A set of records

━━━━━━━━━━━━━━━━━━━━

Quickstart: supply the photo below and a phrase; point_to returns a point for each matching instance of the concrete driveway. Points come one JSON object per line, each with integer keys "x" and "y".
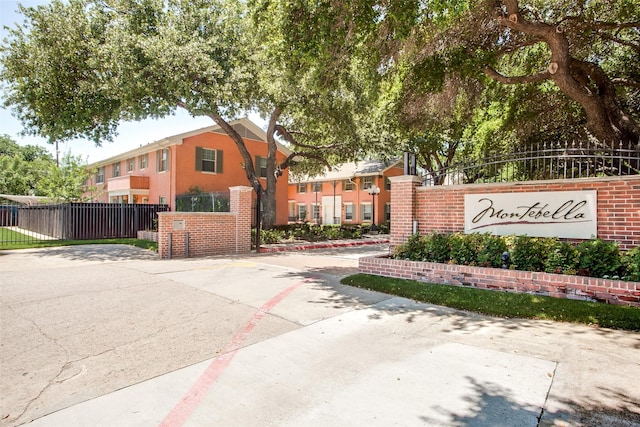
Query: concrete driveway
{"x": 112, "y": 336}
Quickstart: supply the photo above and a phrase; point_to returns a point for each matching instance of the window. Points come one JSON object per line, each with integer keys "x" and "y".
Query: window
{"x": 261, "y": 166}
{"x": 143, "y": 161}
{"x": 162, "y": 160}
{"x": 348, "y": 212}
{"x": 367, "y": 182}
{"x": 100, "y": 175}
{"x": 208, "y": 160}
{"x": 292, "y": 211}
{"x": 302, "y": 212}
{"x": 366, "y": 212}
{"x": 316, "y": 211}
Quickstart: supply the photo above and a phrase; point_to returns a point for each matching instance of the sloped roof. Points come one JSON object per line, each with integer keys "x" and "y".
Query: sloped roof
{"x": 245, "y": 127}
{"x": 350, "y": 170}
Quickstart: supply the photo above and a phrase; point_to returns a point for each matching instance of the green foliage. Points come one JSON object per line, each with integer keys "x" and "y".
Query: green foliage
{"x": 599, "y": 258}
{"x": 464, "y": 249}
{"x": 414, "y": 249}
{"x": 31, "y": 170}
{"x": 67, "y": 182}
{"x": 437, "y": 247}
{"x": 504, "y": 304}
{"x": 562, "y": 258}
{"x": 271, "y": 236}
{"x": 490, "y": 250}
{"x": 631, "y": 264}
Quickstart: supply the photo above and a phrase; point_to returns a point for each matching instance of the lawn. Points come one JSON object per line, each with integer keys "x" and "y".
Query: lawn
{"x": 10, "y": 239}
{"x": 504, "y": 304}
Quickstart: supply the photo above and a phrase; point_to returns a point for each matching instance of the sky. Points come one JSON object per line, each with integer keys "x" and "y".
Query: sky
{"x": 130, "y": 134}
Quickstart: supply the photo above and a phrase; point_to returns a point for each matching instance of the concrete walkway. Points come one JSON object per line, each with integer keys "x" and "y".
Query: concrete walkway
{"x": 112, "y": 336}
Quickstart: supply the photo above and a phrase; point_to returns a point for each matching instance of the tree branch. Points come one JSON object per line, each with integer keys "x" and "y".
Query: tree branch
{"x": 620, "y": 81}
{"x": 287, "y": 162}
{"x": 614, "y": 39}
{"x": 532, "y": 78}
{"x": 288, "y": 136}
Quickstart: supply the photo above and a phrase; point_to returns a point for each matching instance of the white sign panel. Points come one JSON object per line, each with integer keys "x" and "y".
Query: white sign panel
{"x": 567, "y": 214}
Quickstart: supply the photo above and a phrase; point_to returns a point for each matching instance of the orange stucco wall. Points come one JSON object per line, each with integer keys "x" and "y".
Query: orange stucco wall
{"x": 357, "y": 196}
{"x": 183, "y": 176}
{"x": 233, "y": 172}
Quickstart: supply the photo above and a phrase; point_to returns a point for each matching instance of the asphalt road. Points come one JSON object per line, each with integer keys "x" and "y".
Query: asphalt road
{"x": 112, "y": 336}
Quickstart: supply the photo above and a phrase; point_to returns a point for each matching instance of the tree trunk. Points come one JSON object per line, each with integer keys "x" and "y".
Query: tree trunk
{"x": 584, "y": 82}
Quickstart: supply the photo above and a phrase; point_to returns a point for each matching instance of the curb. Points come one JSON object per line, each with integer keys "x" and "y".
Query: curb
{"x": 322, "y": 245}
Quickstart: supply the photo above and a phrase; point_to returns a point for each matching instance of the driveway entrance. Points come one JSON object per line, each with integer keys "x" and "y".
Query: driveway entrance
{"x": 108, "y": 335}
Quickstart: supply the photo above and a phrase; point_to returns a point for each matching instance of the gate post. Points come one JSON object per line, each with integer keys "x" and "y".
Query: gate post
{"x": 240, "y": 204}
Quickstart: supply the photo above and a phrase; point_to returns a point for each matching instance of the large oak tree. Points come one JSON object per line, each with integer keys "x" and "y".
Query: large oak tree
{"x": 78, "y": 68}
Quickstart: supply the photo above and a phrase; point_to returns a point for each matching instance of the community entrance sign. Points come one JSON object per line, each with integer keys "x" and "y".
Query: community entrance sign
{"x": 566, "y": 214}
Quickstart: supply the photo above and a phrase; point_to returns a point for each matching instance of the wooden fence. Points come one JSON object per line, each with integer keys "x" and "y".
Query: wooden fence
{"x": 84, "y": 221}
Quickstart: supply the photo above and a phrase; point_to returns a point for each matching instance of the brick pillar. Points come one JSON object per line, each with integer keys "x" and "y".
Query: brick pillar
{"x": 240, "y": 203}
{"x": 403, "y": 207}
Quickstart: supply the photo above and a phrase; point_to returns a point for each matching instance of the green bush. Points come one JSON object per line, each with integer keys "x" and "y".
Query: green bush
{"x": 414, "y": 249}
{"x": 271, "y": 236}
{"x": 463, "y": 249}
{"x": 437, "y": 247}
{"x": 598, "y": 258}
{"x": 631, "y": 264}
{"x": 528, "y": 253}
{"x": 595, "y": 258}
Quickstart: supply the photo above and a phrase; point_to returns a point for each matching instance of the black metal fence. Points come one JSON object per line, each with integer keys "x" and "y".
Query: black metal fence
{"x": 541, "y": 162}
{"x": 203, "y": 202}
{"x": 75, "y": 221}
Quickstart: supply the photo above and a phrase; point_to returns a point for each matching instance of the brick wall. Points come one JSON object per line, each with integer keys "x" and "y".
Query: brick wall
{"x": 209, "y": 233}
{"x": 555, "y": 285}
{"x": 441, "y": 208}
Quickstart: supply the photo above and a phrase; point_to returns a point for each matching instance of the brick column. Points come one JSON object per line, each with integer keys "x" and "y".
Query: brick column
{"x": 403, "y": 207}
{"x": 240, "y": 204}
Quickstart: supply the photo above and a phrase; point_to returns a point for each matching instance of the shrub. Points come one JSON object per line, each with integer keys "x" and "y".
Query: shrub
{"x": 490, "y": 250}
{"x": 631, "y": 264}
{"x": 529, "y": 253}
{"x": 598, "y": 258}
{"x": 595, "y": 258}
{"x": 562, "y": 258}
{"x": 463, "y": 249}
{"x": 414, "y": 249}
{"x": 271, "y": 236}
{"x": 332, "y": 232}
{"x": 437, "y": 247}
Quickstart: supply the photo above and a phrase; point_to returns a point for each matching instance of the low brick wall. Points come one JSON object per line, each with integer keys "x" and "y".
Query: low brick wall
{"x": 207, "y": 233}
{"x": 440, "y": 208}
{"x": 148, "y": 235}
{"x": 555, "y": 285}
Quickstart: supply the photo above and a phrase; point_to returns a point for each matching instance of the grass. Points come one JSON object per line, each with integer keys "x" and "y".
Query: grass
{"x": 145, "y": 244}
{"x": 504, "y": 304}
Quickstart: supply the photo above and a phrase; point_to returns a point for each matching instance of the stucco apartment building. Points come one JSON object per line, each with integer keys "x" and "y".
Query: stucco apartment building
{"x": 206, "y": 159}
{"x": 344, "y": 194}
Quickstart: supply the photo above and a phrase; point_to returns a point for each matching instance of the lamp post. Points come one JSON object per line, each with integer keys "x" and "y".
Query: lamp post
{"x": 373, "y": 191}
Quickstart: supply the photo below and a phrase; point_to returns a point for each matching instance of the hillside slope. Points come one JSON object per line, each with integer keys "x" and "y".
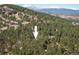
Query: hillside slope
{"x": 56, "y": 35}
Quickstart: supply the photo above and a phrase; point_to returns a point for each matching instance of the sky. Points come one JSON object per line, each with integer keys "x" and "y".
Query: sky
{"x": 39, "y": 1}
{"x": 38, "y": 6}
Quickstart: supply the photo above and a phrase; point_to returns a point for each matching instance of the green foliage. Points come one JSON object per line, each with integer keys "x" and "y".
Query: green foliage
{"x": 56, "y": 35}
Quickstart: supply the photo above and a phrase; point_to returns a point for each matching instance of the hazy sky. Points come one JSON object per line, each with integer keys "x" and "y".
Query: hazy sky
{"x": 69, "y": 6}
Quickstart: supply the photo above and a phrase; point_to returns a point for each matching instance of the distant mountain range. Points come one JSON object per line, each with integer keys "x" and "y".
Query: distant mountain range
{"x": 58, "y": 11}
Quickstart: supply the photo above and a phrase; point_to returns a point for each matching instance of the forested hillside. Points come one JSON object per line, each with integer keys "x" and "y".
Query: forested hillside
{"x": 56, "y": 35}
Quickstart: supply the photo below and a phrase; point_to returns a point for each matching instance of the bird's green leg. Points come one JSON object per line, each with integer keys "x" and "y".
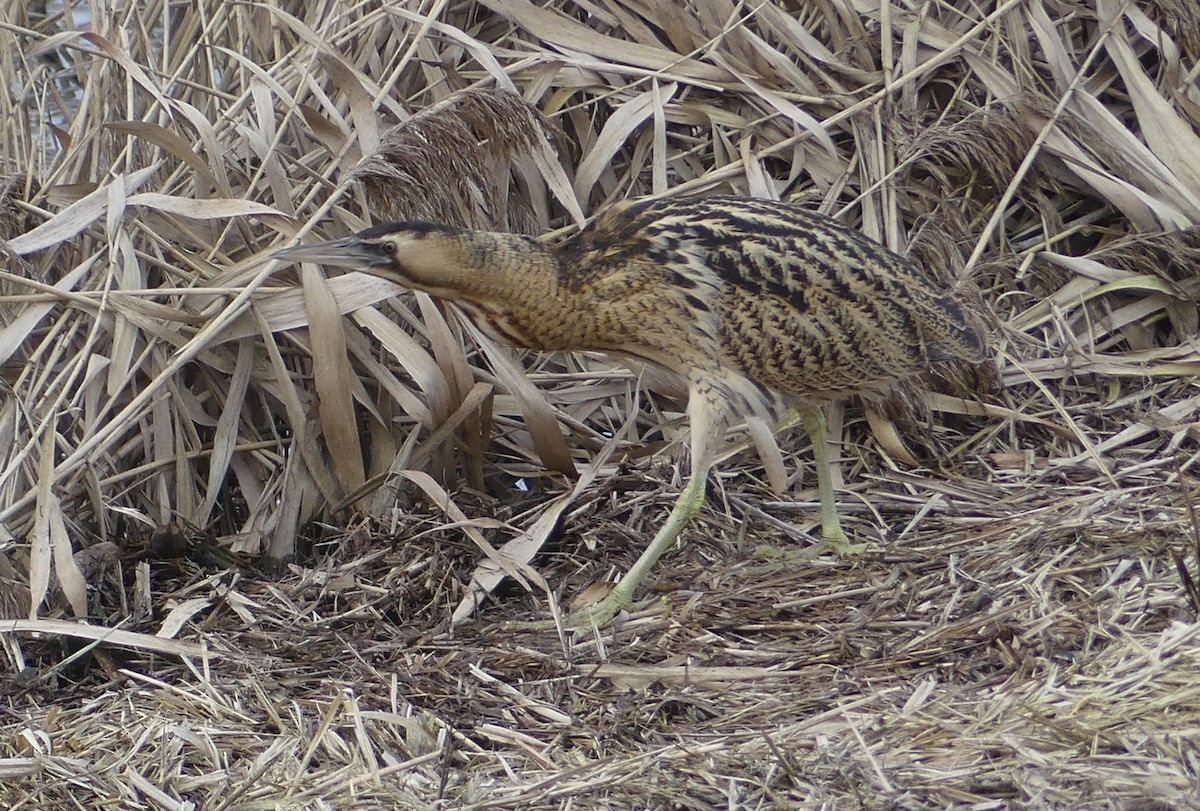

━━━━━━━━━━━━━━━━━━━━

Problem details ▸ Return every line of the material above that contains the word "large".

Complete response ▸
Quickstart: supply the photo above and a phrase; point_to returns a point for each matching instance of the large oak tree. Points come one JSON object per line, each with integer keys "x" and "y".
Query: large oak tree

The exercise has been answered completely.